* _Listed records_:
+++++
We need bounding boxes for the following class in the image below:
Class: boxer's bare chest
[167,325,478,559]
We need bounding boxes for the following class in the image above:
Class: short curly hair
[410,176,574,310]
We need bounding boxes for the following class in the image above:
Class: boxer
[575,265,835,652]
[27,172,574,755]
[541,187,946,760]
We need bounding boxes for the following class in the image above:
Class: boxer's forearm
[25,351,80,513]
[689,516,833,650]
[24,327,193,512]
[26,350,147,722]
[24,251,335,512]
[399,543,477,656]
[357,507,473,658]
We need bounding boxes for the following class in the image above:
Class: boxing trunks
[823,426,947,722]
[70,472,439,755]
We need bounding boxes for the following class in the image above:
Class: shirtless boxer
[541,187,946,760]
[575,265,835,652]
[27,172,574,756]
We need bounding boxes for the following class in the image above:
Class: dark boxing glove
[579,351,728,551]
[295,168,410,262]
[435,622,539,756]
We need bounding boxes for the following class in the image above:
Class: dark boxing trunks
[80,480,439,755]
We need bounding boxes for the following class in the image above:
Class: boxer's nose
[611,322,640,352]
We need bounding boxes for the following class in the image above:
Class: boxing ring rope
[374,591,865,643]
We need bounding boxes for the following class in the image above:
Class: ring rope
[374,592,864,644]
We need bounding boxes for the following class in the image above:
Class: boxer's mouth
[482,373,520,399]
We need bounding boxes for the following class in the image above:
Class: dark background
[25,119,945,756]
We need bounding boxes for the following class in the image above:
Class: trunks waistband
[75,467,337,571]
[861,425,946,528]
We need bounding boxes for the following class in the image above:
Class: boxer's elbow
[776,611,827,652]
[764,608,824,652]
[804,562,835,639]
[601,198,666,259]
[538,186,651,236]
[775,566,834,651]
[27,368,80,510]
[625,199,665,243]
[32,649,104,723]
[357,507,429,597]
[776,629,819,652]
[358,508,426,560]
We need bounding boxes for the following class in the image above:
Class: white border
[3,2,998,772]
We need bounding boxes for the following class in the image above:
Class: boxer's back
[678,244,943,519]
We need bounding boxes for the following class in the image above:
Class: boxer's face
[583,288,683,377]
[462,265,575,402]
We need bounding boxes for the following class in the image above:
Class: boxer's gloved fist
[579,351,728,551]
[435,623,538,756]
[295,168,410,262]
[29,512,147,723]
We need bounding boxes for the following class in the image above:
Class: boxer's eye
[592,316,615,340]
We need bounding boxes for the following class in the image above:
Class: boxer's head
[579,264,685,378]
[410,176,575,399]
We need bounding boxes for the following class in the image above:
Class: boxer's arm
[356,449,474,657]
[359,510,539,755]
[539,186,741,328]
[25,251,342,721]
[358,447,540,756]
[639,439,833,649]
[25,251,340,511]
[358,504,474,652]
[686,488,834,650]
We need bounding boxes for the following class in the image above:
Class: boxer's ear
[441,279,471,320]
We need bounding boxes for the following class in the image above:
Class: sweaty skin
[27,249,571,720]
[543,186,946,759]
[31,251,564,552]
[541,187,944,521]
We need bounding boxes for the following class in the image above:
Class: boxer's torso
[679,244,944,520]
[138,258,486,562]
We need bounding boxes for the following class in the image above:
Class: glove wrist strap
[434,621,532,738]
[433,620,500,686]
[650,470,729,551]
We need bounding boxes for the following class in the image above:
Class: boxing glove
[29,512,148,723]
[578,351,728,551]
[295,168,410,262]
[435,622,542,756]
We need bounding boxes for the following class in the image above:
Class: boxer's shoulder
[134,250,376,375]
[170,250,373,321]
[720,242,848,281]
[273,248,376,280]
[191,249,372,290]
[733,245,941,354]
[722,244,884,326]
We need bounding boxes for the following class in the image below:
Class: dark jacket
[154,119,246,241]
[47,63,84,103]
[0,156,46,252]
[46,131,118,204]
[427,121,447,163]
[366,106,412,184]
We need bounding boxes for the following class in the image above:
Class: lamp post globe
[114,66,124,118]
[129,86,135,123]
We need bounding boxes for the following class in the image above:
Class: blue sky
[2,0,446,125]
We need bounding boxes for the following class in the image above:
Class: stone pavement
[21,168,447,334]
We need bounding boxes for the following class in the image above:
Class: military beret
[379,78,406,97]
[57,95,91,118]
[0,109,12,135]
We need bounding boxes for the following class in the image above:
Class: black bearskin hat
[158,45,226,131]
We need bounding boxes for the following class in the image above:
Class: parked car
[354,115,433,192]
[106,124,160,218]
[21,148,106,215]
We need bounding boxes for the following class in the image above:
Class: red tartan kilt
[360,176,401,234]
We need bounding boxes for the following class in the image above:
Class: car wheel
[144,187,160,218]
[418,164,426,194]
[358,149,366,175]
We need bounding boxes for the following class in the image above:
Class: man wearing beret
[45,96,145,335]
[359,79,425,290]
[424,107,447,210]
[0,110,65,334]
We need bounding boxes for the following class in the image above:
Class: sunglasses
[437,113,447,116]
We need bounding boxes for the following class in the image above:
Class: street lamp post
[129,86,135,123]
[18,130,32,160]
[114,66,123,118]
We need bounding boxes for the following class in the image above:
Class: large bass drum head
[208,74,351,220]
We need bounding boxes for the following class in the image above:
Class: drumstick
+++++
* _Activity_:
Reply by returning the full set of records above exactly.

* _Response box_:
We need bounding boxes for the following class in the image below:
Class: boxer's bare chest
[167,325,478,559]
We need bounding boxes for the following class in the image above:
Class: short curly hair
[410,176,574,310]
We need bounding boxes for the following class in the image above:
Class: boxer
[575,265,835,652]
[27,172,574,755]
[541,187,946,760]
We need bounding boxes for the following class in the image above:
Class: boxer's forearm
[25,351,80,513]
[689,516,833,650]
[24,327,193,512]
[26,350,147,722]
[24,251,335,512]
[399,543,477,656]
[357,507,473,658]
We need bounding boxes for the following class in the image above:
Class: boxing trunks
[823,426,947,722]
[70,472,439,755]
We need bounding boxes for the following class in the image above:
Class: shirtless boxer
[541,187,946,760]
[575,265,835,652]
[27,172,574,756]
We need bounding boxes for the following class in the image above:
Class: dark boxing glove
[579,351,728,551]
[295,168,410,262]
[435,622,539,756]
We need bounding boxes for the following class in the image above:
Class: dark boxing trunks
[80,480,439,755]
We need bounding boxes for the following class in the image above:
Class: boxer's nose
[611,322,640,352]
We need bounding boxes for the following class in the image above:
Class: boxing ring rope
[374,591,865,643]
We need bounding boxes for the following class in the image above:
Class: ring rope
[374,592,864,644]
We need bounding boxes for the following class in the image above:
Class: boxer's mouth
[482,373,520,399]
We need bounding boxes for the following class in the image above:
Class: dark background
[25,119,945,756]
We need bounding boxes for the following class in the image above:
Class: trunks waistband
[75,467,337,571]
[861,425,946,528]
We need bounding boxes for the following class in the image above:
Class: boxer's elbow
[776,611,827,652]
[764,608,824,652]
[804,562,835,639]
[601,198,666,259]
[538,186,651,236]
[775,566,834,651]
[27,368,80,510]
[625,199,665,243]
[32,649,104,723]
[357,507,429,597]
[776,629,819,652]
[358,508,426,560]
We need bounding boxes for the following class in the image above:
Class: white border
[3,2,998,772]
We need bounding boxes for the following class in the image above:
Class: boxer's back
[678,244,943,519]
We need bounding boxes for the following class in the image above:
Class: boxer's face
[583,288,683,377]
[462,265,575,402]
We need bounding boxes for the following class in the image above:
Class: boxer's gloved fist
[579,351,728,551]
[435,623,538,756]
[295,168,410,262]
[29,512,147,723]
We need bounding boxes for the following class in the image above:
Class: boxer's eye
[592,316,615,340]
We need bounding boxes for the following class in the image above:
Class: boxer's head
[579,264,685,378]
[410,176,575,399]
We need bounding boxes for the following class in the image above:
Class: boxer's arm
[356,449,474,657]
[359,510,539,755]
[539,186,741,328]
[25,251,342,721]
[358,447,540,756]
[639,439,833,649]
[25,251,340,511]
[358,504,474,652]
[686,488,834,650]
We need bounding boxes for the following class in the image above:
Class: boxer's ear
[441,279,471,320]
We need bounding boxes for the following class in the image above:
Class: sweaty skin
[27,249,571,720]
[543,186,946,759]
[31,251,564,552]
[541,187,944,521]
We need bounding boxes for the following class in the image above:
Class: boxer's torso
[679,244,944,520]
[138,258,486,562]
We need bounding boxes for the following class in the image above:
Class: glove wrist strap
[434,621,532,738]
[433,620,500,686]
[650,470,729,551]
We need bounding boxes for the following class in the image above:
Class: boxing glove
[29,512,148,723]
[578,351,728,551]
[295,168,410,262]
[435,622,542,756]
We need bounding boxes for the following class in the image above:
Class: boxer's shoulder
[134,250,376,375]
[170,250,373,321]
[720,242,848,281]
[273,248,376,280]
[191,249,372,290]
[733,245,941,354]
[722,244,884,326]
We need bounding boxes for the following class in the image below:
Class: dark jacket
[154,119,246,241]
[47,63,84,103]
[0,156,46,252]
[46,131,118,204]
[427,121,447,163]
[366,106,412,184]
We need bounding boxes for the following class in the image above:
Class: lamp post globe
[114,66,124,118]
[129,86,135,123]
We need bounding boxes for the following class in the image above:
Class: blue sky
[2,0,446,125]
We need bounding boxes for the following class in the image above:
Class: stone pavement
[21,168,447,334]
We need bounding boxes for the following class in the image above:
Class: military beret
[379,78,406,97]
[57,95,91,118]
[0,109,12,135]
We need bounding boxes for the following class in the image above:
Class: black bearskin hat
[158,45,226,131]
We need bounding boxes for the following class in the image above:
Class: parked car
[354,115,433,192]
[106,124,160,218]
[21,148,106,215]
We need bounding boxes for the following class in the image above:
Class: red tartan kilt
[360,176,401,234]
We need bounding boxes for the following class in the image above:
Class: car wheel
[144,187,160,218]
[418,164,426,194]
[358,149,366,175]
We need bounding boxes for the following class in the image above:
Class: man wearing beret
[45,96,145,335]
[359,79,425,290]
[424,107,447,210]
[0,110,65,334]
We need bounding boxes for the following class in the image above:
Class: sunglasses
[437,113,447,116]
We need bounding boxes for the following class in the image above:
Class: street lamp post
[129,86,135,123]
[18,130,32,160]
[114,66,123,118]
We need bounding boxes for the following class in the image above:
Class: large bass drum head
[208,74,351,220]
We need bounding boxes for the following class in the image above:
Class: drumstick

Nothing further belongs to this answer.